Exercise goal => Pull out each of the lines below that contains the word "blue", copying every one of them in full.

#### Raw data

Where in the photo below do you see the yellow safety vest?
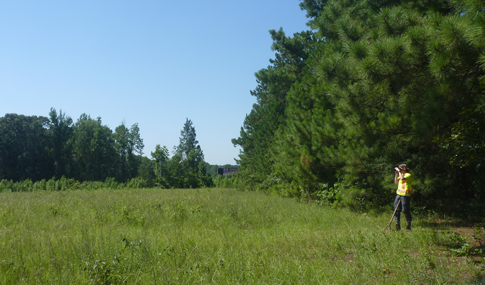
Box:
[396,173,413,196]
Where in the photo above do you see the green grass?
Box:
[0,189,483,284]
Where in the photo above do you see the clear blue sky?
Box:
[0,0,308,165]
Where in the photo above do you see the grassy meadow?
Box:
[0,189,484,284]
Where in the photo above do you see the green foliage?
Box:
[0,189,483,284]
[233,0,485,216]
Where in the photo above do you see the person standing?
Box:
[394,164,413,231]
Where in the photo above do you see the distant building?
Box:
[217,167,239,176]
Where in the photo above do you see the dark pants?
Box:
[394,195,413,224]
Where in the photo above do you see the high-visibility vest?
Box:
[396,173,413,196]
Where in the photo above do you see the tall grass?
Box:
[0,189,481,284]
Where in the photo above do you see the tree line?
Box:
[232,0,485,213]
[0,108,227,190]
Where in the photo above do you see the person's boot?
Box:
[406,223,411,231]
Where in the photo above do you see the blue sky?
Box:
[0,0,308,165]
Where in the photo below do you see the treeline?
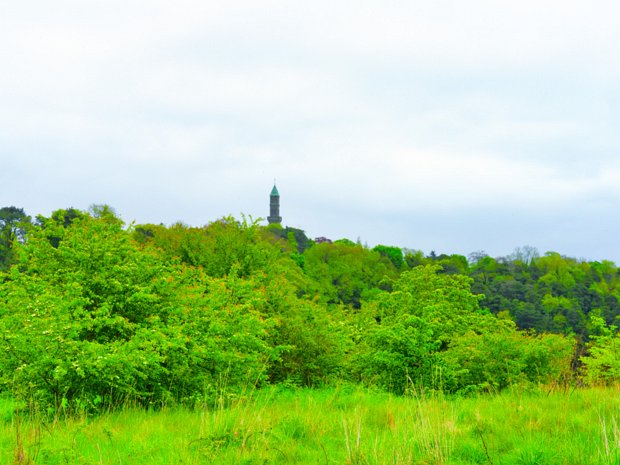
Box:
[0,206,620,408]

########
#### Raw data

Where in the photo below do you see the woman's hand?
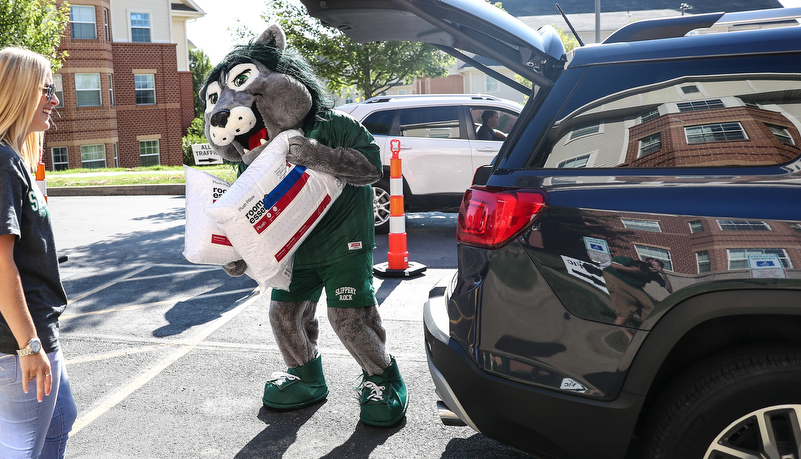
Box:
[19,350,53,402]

########

Result for this task =>
Where in the photo above do you see the clear blue sky?
Where in the photo above do you see the blue sky?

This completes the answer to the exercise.